++++ Data provided

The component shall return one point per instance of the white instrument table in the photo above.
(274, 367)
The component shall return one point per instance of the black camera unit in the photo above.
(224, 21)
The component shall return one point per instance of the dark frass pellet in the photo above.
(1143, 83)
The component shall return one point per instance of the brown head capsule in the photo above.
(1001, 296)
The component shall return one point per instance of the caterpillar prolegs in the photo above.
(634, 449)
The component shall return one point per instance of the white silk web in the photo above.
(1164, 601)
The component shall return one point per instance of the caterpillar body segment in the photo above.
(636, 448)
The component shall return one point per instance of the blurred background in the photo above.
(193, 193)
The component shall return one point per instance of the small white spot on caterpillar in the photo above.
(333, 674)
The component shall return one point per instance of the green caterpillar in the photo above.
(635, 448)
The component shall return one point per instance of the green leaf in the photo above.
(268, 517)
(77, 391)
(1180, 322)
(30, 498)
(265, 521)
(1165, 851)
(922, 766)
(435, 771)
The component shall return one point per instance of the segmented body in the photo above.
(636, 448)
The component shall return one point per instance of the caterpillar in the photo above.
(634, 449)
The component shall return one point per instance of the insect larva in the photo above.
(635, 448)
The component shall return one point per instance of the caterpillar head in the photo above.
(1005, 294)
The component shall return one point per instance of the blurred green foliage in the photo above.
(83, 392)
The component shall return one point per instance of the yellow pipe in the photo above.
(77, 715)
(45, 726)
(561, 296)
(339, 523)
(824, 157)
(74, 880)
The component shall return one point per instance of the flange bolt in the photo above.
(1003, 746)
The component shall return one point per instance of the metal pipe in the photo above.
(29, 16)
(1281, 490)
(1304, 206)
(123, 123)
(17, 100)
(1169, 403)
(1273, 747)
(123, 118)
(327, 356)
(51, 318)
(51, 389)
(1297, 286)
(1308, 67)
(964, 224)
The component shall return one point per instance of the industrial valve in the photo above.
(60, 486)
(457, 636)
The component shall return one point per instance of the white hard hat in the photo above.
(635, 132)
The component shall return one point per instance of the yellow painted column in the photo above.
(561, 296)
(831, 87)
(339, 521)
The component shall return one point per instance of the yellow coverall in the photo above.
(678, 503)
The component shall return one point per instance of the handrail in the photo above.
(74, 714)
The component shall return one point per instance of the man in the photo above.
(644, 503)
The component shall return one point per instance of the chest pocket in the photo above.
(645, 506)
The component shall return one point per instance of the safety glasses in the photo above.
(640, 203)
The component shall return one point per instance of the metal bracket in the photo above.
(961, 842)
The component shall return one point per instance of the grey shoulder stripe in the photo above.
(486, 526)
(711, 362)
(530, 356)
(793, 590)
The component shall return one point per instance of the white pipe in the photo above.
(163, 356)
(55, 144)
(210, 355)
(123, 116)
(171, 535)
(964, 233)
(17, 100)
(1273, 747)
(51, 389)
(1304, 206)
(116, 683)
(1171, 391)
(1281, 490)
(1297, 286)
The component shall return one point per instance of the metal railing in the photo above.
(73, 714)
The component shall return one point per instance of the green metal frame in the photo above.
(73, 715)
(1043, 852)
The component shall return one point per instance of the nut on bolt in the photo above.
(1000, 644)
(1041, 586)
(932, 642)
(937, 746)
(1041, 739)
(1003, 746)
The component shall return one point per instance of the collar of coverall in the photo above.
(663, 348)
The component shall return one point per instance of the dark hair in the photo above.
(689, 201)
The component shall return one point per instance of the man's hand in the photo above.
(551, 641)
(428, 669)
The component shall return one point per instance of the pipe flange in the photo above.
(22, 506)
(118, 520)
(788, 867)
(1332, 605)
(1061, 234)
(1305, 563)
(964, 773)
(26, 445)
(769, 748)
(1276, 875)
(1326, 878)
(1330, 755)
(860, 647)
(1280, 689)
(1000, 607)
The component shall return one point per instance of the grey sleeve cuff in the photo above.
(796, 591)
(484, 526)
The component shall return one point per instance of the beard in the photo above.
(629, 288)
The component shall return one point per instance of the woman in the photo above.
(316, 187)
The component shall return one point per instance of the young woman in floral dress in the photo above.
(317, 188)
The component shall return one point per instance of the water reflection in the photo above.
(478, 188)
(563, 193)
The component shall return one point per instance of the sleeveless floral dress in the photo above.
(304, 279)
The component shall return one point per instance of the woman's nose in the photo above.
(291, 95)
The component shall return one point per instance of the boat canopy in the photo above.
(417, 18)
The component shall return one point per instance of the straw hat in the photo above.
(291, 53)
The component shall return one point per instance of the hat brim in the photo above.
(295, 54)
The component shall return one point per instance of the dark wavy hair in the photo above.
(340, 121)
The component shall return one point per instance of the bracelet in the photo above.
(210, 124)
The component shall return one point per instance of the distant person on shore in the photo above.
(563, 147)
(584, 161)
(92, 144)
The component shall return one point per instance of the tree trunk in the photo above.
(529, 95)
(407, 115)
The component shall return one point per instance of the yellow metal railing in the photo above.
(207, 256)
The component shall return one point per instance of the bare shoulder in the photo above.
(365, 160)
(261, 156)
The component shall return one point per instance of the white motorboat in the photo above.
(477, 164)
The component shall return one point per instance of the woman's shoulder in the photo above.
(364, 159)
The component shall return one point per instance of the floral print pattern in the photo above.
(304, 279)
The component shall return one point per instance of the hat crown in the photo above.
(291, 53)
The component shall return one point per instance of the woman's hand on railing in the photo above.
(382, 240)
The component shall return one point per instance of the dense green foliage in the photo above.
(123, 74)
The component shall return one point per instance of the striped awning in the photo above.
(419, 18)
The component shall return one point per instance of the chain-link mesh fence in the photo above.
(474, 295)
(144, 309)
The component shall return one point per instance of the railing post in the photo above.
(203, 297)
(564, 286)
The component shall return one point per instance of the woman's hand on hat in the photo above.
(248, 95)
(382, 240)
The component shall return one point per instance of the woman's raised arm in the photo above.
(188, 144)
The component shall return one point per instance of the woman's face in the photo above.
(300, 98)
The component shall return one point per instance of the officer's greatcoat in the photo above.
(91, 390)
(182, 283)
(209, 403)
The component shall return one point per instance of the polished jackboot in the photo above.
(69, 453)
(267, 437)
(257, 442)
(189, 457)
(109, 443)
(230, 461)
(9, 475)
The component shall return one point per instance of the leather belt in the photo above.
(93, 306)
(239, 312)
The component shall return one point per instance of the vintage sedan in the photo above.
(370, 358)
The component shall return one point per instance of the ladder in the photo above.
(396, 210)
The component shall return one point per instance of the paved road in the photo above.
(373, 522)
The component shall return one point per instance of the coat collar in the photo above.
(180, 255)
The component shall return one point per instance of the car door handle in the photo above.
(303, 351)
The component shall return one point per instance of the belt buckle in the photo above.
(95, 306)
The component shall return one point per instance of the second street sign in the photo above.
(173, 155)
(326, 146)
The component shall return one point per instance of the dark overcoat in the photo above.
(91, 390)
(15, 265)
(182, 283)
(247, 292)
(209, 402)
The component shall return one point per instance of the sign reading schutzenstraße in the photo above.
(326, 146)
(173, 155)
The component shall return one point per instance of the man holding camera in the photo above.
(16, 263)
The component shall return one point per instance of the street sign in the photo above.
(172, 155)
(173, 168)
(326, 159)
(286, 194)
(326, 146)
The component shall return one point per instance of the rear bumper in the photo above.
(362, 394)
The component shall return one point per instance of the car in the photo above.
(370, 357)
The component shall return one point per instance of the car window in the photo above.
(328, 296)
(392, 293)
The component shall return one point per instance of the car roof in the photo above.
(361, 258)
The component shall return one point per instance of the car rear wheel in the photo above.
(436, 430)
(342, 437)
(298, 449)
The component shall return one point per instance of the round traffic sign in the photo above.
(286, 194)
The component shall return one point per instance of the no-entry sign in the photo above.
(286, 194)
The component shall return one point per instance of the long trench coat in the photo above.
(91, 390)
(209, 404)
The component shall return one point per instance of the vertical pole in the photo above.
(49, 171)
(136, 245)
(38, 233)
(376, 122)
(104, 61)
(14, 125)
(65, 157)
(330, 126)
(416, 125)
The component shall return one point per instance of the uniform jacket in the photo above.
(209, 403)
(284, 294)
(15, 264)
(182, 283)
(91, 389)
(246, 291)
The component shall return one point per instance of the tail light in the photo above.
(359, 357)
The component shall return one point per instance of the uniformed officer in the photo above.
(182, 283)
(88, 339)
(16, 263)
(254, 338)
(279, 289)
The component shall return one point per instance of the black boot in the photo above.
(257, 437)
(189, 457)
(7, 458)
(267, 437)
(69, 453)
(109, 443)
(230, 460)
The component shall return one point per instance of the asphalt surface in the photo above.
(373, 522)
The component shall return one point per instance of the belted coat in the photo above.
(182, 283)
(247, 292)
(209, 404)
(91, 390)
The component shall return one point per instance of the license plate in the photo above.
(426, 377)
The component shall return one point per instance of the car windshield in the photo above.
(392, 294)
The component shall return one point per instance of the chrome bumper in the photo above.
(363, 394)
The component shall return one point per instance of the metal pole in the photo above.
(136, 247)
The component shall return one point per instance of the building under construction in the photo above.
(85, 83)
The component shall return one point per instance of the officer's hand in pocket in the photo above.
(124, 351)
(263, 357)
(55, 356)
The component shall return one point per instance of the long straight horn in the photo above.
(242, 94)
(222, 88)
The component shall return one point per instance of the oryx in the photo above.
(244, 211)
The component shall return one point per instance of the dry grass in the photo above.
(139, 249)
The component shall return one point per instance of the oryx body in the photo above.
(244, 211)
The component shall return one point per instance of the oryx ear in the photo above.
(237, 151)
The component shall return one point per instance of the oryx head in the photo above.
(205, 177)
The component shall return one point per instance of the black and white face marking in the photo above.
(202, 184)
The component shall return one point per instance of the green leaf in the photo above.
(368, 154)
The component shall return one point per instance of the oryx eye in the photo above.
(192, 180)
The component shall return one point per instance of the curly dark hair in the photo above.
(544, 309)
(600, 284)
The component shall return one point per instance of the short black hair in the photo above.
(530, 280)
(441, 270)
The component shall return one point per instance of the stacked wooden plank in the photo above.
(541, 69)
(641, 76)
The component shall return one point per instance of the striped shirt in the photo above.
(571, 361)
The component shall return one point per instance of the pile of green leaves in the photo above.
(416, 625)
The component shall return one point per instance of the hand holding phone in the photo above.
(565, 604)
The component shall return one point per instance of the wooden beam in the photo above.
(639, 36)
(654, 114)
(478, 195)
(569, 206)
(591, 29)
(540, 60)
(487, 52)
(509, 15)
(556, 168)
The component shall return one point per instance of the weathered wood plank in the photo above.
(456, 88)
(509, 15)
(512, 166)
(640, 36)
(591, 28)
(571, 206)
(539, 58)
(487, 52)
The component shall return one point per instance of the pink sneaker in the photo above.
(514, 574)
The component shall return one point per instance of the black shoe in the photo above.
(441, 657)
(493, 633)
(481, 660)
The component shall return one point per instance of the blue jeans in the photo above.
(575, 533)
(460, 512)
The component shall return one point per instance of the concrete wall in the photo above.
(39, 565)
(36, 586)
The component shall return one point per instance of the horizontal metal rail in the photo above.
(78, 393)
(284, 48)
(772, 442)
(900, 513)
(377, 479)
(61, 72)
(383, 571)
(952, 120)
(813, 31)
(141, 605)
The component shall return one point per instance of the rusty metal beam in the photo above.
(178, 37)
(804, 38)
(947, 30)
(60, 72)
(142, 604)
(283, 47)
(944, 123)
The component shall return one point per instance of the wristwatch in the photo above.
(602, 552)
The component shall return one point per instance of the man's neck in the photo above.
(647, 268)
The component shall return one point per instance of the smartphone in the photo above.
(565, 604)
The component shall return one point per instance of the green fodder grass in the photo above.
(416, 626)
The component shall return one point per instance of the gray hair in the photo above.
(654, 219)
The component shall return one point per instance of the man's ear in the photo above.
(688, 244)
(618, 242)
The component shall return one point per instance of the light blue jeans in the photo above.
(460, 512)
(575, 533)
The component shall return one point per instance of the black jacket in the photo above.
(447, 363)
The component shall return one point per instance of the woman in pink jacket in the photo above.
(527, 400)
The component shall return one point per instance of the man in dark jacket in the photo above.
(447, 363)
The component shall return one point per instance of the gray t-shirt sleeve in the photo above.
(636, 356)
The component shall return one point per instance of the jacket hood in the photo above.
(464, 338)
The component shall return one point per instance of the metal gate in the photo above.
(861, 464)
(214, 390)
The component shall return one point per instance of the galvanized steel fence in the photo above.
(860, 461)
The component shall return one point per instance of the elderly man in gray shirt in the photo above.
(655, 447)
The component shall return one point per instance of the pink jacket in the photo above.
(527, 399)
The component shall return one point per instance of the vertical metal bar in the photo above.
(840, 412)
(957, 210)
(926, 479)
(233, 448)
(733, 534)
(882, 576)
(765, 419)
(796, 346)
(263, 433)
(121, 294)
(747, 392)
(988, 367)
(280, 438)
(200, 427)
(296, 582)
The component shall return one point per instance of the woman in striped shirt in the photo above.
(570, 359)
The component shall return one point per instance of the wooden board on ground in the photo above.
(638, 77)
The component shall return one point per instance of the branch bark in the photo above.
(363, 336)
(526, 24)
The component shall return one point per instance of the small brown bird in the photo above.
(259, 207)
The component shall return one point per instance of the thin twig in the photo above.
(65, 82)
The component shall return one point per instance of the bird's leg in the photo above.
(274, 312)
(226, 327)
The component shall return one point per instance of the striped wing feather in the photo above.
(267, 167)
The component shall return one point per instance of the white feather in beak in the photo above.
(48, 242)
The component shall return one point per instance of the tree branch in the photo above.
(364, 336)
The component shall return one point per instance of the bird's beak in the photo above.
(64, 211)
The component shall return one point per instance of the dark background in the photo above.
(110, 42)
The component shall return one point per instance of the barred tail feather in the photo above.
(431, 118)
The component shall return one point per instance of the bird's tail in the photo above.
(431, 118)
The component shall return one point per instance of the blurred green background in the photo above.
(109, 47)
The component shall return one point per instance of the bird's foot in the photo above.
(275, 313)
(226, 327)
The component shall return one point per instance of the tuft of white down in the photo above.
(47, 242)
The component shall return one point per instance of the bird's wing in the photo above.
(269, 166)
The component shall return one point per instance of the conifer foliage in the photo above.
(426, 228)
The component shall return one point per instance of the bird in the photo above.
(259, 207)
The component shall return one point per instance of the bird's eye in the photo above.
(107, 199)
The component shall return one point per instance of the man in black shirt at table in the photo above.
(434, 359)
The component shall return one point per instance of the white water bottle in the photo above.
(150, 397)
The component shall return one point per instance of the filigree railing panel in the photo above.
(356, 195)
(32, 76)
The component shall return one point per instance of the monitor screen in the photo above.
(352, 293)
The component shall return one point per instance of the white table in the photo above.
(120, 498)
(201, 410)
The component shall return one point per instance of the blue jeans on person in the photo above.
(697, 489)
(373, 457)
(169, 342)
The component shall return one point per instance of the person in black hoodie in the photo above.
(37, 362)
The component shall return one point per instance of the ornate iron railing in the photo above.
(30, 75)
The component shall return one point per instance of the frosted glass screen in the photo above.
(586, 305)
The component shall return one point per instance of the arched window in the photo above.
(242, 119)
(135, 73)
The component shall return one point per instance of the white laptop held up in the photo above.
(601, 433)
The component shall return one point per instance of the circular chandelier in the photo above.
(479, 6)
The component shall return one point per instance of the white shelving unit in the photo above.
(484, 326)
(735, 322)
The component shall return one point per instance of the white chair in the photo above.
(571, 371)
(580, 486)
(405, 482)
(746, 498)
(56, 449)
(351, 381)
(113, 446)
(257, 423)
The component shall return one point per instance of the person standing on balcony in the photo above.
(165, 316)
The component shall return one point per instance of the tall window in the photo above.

++++++++

▸ Task to carry out:
Reproduce the records from the line containing "camera unit in the photo above." through the line containing "(1164, 601)", switching "frass pellet" to "droppings cluster" and keeping all else the same.

▸ Exercise output:
The component shall return one point per instance of the black camera unit in the photo above.
(224, 21)
The component shall return one point per instance of the dark droppings cluster in the photo above.
(1143, 83)
The component shall return one point per instance of the brown head capsule in the photo above.
(1001, 296)
The component shall return one point per instance of the caterpillar prolegs in the photo above.
(634, 449)
The component shall return one point per instance of the white silk web in the photo above.
(1164, 601)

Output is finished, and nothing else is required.